> Estratto del documento
=-=-=

Nei colloqui con adolescenti e preadolescenti migranti, ho incontrato spesso ragazze e ragazzi che sembrano inibiti e imbarazzati; stentano a saperci fare con le proprie risorse e potenzialità. Manca loro una narrazione. Non si riconoscono nella cultura d'origine delle loro famiglie e nemmeno si inseriscono appieno nella nuova realtà dell'Europa Occidentale.

Ho avuto modo di verificare come diversi minori che arrivano qui per un ricongiungimento familiare, dopo essere cresciuti per alcuni anni della loro infanzia in altre parti del mondo, sprovvisti della presenza di almeno uno dei genitori, provano sovente delusione e tristezza verso le figure parentali. In parte questo deriva dall'inevitabile caduta di una certa idealizzazione, relativa alla crescita verso l'essere adolescenti, convivendo e condividendo la quotidianità con un adulto che mostra le proprie umane imperfezioni; per un secondo verso, però, essi accusano i genitori di essersi adattati ai costumi occidentali, senza orgoglio e senza rivendicare una propria tradizione. Attraversano, dunque, il dramma del non sentirsi né carne né pesce in modo esacerbato rispetto a loro coetanei italiani in quanto, oltre al comune non reperirsi né nella condizione di bambini né in quella di adulti, si trovano dinanzi a una carenza di punti di riferimento, nell'intermezzo fra due culture caratterizzati da usi e costumi divergenti.

L'angoscia ispirata da chi non è un simile

Perché vi sono molte difficoltà di accoglienza da parte degli italiani e di inserimento da parte dei migranti? Oltre ai motivi linguistici, culturali, economici, c'è un altro fattore: l'angoscia che l'Altro ispira per il fatto che non è un simile. Trovare qualcuno simile a noi (con analoghe idee, pensieri e interessi) è, infatti, il più efficace ansiolitico. Mentre il simile rassicura, lo straniero ci confronta con un altro straniero nostro intimo: l'inconscio. È una tesi di Freud in base alla quale il non familiare (unheimlich in tedesco là dove heim significa casa) fa parte di noi, è la nostra parte più intima.

Lo straniero riattiva, dunque, il rapporto con il nostro inconscio. L'inconscio è innanzitutto il luogo del desiderio come nel celebre concetto freudiano secondo cui il sogno, via regia per giungere all'inconscio stesso, costituisce una forma di appagamento di un desiderio inconscio. Dove c'è angoscia, è perché c'è anche desiderio. Se avvertite dei segni d'angoscia (come tachicardia, tremore, agitazione) nel momento in cui incontrate qualcuno, è perché lì vi è del desiderio, perché vi interessa.

=-=-=

> Estratto dei dati

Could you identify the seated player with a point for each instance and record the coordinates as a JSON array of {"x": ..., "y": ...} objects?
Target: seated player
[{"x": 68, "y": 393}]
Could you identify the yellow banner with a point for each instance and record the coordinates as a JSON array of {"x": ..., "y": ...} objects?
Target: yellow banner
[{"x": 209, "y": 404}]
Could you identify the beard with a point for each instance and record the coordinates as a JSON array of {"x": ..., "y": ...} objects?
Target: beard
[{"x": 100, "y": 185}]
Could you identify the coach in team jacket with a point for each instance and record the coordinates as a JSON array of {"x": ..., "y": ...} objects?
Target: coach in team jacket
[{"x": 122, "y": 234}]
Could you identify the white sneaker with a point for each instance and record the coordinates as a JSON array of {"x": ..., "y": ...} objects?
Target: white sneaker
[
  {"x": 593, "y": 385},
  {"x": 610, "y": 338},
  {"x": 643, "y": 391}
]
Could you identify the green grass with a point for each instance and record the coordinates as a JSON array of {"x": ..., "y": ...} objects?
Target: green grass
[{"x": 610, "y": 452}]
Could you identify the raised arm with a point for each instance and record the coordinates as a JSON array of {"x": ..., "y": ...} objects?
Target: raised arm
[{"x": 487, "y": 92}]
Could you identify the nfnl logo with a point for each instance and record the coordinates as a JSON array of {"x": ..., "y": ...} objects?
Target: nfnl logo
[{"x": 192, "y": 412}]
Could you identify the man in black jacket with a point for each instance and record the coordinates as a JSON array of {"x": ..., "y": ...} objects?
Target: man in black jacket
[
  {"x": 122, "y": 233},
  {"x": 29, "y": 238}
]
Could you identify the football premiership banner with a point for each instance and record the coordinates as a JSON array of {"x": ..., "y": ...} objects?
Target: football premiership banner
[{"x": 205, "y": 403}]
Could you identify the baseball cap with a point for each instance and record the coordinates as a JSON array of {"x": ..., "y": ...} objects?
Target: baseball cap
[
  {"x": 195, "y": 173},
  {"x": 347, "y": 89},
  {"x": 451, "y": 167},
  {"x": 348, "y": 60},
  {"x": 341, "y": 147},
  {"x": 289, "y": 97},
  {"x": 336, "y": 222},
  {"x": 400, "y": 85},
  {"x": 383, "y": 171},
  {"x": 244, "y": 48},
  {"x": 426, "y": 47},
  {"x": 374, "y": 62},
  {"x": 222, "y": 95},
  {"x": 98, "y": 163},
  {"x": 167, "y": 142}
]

=-=-=

> Consegne
1. Secondo il testo sugli adolescenti migranti, che cosa costituisce il più efficace ansiolitico?
2. Prosegua il testo sugli adolescenti migranti a partire dalla sua ultima frase.

> Risposte all'esercizio
1. Trovare qualcuno simile a noi, con analoghe idee, pensieri e interessi.

2.
Un percorso clinico con adolescenti migranti

Ricostruendo i percorsi di cura svolti nei suddetti casi, riusciamo a scorgere tre passaggi di discorso fondamentali.

La presentazione. Questi ragazzi e queste ragazze iniziano quasi sempre il primo colloquio parlando della propria storia. Ci dicono che vengono da un certo paese, quando sono arrivati, ci raccontano del più o meno drammatico viaggio migratorio (sono venuti da soli o con chi ?), ci spiegano in che modo e con quale mezzo di trasporto sono giunti, ci parlano del contesto abitativo ove si sono sistemati.

Il sintomo. Raccontano i motivi immediati per i quali li incontriamo come la difficile integrazione, gli eventuali reati, i sintomi clinici. Quando ci parlano di un sintomo, in qualche caso, lo fanno secondo un concetto di malattia diverso da quello occidentale cui siamo maggiormente abituati (per esempio, alcuni immigrati africani credono che i disturbi psicofisici derivino da omissioni di offerte o preghiere ai loro antenati).

La conclusione. Questi percorsi si concludono, di solito, quando il soggetto trova il proprio modo singolare di integrazione e di inserimento nell'intersezione fra le due culture, quella d'origine e quella occidentale. Precisiamo che un percorso di cura, in psicoanalisi, è sempre un'esperienza di ricerca single case nella quale ciascuno cerca e trova la propria singolarità che lo rende unico, eccezionale, irriducibile a chiunque altro. Indipendentemente dal fatto che sia connazionale o straniero.